## begin Dataset content
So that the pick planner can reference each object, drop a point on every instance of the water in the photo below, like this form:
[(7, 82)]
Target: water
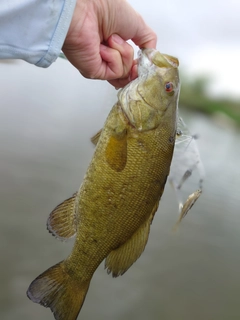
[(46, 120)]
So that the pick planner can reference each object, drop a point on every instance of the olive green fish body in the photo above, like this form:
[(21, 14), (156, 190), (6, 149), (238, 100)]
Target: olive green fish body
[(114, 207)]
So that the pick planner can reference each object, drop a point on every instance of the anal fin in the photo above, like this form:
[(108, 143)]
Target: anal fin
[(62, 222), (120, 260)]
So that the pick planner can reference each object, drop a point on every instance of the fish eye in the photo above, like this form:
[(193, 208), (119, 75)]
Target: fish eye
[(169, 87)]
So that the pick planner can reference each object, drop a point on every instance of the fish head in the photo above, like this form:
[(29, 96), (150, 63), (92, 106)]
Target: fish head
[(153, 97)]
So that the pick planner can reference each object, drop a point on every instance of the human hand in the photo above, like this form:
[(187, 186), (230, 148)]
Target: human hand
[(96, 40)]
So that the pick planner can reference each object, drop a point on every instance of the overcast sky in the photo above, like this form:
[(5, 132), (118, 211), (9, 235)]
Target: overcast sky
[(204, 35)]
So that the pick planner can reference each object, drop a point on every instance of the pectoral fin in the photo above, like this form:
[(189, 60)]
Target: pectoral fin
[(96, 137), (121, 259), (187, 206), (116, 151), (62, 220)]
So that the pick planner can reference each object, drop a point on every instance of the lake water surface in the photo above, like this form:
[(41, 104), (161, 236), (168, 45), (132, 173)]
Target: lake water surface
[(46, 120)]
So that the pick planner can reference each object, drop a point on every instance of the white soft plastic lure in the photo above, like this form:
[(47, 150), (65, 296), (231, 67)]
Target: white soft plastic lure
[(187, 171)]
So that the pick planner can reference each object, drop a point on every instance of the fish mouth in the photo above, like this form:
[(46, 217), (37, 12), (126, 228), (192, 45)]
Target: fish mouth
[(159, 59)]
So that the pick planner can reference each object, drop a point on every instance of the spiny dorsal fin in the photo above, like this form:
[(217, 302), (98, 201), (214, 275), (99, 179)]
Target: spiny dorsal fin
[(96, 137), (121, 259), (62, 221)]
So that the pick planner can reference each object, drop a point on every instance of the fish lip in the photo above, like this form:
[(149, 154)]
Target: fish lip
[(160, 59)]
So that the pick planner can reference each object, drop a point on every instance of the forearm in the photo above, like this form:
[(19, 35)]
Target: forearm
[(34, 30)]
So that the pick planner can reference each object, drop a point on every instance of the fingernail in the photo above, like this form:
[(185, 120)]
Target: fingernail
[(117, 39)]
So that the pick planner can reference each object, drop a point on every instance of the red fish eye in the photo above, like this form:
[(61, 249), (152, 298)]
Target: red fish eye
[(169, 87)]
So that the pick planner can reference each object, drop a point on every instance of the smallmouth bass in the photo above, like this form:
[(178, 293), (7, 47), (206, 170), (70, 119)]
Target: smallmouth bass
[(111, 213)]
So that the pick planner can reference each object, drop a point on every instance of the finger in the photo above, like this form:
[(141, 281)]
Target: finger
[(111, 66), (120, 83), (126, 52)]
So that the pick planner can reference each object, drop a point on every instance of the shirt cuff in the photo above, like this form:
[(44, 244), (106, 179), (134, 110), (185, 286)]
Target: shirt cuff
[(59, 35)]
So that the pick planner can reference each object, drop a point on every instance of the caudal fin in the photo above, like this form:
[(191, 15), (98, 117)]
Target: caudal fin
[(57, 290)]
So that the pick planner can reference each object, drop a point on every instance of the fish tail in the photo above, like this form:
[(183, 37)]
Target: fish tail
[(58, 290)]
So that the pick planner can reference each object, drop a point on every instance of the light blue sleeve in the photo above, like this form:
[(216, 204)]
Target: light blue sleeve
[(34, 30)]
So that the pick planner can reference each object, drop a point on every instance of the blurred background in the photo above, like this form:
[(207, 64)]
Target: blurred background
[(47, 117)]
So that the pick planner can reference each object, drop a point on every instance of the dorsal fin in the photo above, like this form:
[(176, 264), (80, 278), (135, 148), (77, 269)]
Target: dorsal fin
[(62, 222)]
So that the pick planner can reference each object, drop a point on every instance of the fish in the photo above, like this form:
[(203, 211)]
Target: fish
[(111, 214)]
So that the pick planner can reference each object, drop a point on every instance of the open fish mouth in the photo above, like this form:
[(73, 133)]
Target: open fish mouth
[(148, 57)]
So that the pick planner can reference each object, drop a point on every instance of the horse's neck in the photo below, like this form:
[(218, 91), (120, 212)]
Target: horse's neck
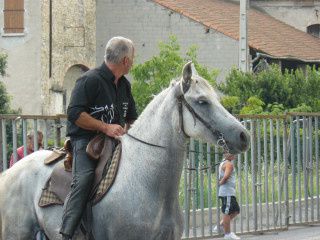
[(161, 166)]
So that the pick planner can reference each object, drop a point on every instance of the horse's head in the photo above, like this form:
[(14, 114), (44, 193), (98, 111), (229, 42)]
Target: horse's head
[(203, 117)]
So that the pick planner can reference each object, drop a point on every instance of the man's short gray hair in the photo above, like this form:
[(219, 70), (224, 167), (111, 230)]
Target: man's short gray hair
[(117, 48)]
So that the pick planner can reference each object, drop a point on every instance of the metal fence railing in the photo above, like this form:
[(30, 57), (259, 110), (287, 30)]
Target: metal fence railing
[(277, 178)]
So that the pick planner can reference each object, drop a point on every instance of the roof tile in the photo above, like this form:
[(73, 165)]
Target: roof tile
## end Dataset content
→ Stated exercise
Copy out all of the data above again, word for word, leaving out the pictures.

→ Solution for this problem
So that the pick planner can reference each object, drop a point on every instance of the water in the photo below, like this form:
[(7, 82)]
Target: water
[(46, 120)]
So that the pick planner can reference each object, drop a point on every instance of the olive green fish body in the photo above, like this form:
[(21, 14), (156, 190), (6, 149), (238, 100)]
Target: olive green fish body
[(114, 207)]
So that the pick planner can reference each object, drop a point on every instance of the anal fin in the photo above, like this form:
[(108, 143)]
Target: anal fin
[(62, 222), (120, 260)]
So that the pick planner can reference each object, drop a point on every instance of the fish eye in the photo above, like this form:
[(193, 208), (119, 75)]
Target: fish eye
[(169, 87)]
So that the pick planner can reference each object, drop a point on every instance of the fish head in the photo above, like this form:
[(29, 96), (150, 63), (92, 106)]
Target: fish head
[(153, 97)]
So that the pick planner can reference each object, drop a point on every instance of the human hand in the photo above, like this form:
[(187, 186), (230, 148)]
Target: human hand
[(96, 40)]
So that the pick planner can reference each object, drop a point on every instance of the overcast sky in the photo above, like this form:
[(5, 132), (118, 211), (9, 235)]
Target: overcast sky
[(204, 35)]
So that the pick planner can reference each object, drop a point on every instance of the pectoral fin in the photo above, like this form:
[(189, 60)]
Target: pectoral fin
[(96, 137), (121, 259), (187, 206), (116, 151), (62, 220)]
So that the pick planner can reference each object, drop a point on every instance of the lake water surface in the photo above, like this form:
[(41, 104), (161, 236), (168, 45), (132, 173)]
Target: lake water surface
[(46, 120)]
So that the pick planner can reference each object, drop a point on every instance of the white soft plastic lure in the photo above, like this form:
[(47, 150), (65, 296), (231, 67)]
Target: white soft plastic lure
[(187, 171)]
So that the pick planner can reference each object, drop a point on every instance of the fish mouth in the photo above, like this form:
[(46, 217), (37, 12), (126, 228), (192, 45)]
Target: fish mouth
[(159, 59)]
So that the pick planner can reference each object, drop a point on every instance of the spiny dorsal fin in the photo above, like this form:
[(217, 302), (98, 201), (214, 275), (99, 179)]
Target: spiny dorsal fin
[(96, 137), (121, 259), (62, 221)]
So that the pick planner can reference each object, drop a point on every instance of the fish lip in the photo above, like this form:
[(149, 154)]
Target: fish lip
[(160, 59)]
So that the pick planner can reference each object, drop a point on every instance of the forearm in the photo above, like this form:
[(19, 35)]
Target: forearm
[(34, 30)]
So that the pick planner can reference each object, drop a point on every instance of the fingernail in the photo above, like this form:
[(185, 120)]
Target: fingernail
[(117, 39)]
So that the pick planner can reference each object, drop a point on every instance of the red fish eye in the photo above, like this form:
[(61, 249), (152, 298)]
Target: red fish eye
[(169, 87)]
So that the pick planner can reference each object, drop a point on every instance of the smallmouth bass in the photo above, like this form:
[(178, 293), (7, 47), (206, 170), (70, 119)]
Target: smallmouth bass
[(111, 213)]
So that the pick planner can reference each object, drop a point on every instance of the finger in the photo above, like this form:
[(141, 281)]
Target: finger
[(111, 66), (120, 83), (126, 52)]
So that the pick planner can reference each object, drop a point on every instance of the shirt cuff in the photo above, like this form:
[(44, 244), (106, 179), (134, 110), (185, 286)]
Target: shirt cuff
[(59, 35)]
So that the pick planner can reference each object, drop a point on every instance of the caudal fin in the photo above, like this form:
[(191, 15), (98, 117)]
Target: caudal fin
[(57, 290)]
So that the pick planner can reference each object, drop a point on every instance of the fish tail in the photo above, like this form:
[(183, 37)]
Target: fish tail
[(58, 290)]
So that the pick planner can reference each object, drop a point on every instance of the light blue sleeve in the photo above, like this form:
[(216, 204)]
Target: light blue sleeve
[(34, 30)]
So that the pick planner can reference each object, drop a point on every instance of the blurred background in the photo above, like this form:
[(207, 64)]
Target: blurred background
[(47, 117)]
So that the pick planner can reference each object, drop a point on every instance of the dorsal fin in the photo above, like this form:
[(176, 264), (80, 278), (135, 148), (77, 269)]
Target: dorsal fin
[(62, 222)]
So that the pick planner can reference each object, drop a point on every instance of the fish in the photo above, like this form:
[(203, 211)]
Target: fish
[(111, 214)]
So that the pick planner can reference each object, drop a point on every instance of the open fish mouth in the photo above, like this form:
[(73, 133)]
Target: open fish mouth
[(148, 57)]
So that the pick planner can reference each object, drop a point on every instance of the horse's neck in the photo below, like this form:
[(218, 91), (120, 212)]
Target: horse's neck
[(161, 166)]
So that the pick planner can reference each object, drop a point on every instance of the horse's head in the photo above, like this form:
[(14, 114), (44, 193), (98, 111), (229, 42)]
Target: horse's head
[(203, 117)]
So that the pick planner can reference each object, drop a point on every instance of the man's short gray hair in the photo above, like this form:
[(219, 70), (224, 167), (111, 230)]
Target: man's short gray hair
[(117, 48)]
So that the pick planner can reference each object, drop a point on every instance of the metal fence railing in the photo above, like this form:
[(30, 57), (259, 110), (287, 30)]
Target: metal fence railing
[(277, 178)]
So that the pick planner can reference each object, drop a point on every instance of the roof tile in the photo above, like this form:
[(73, 165)]
Target: roof tile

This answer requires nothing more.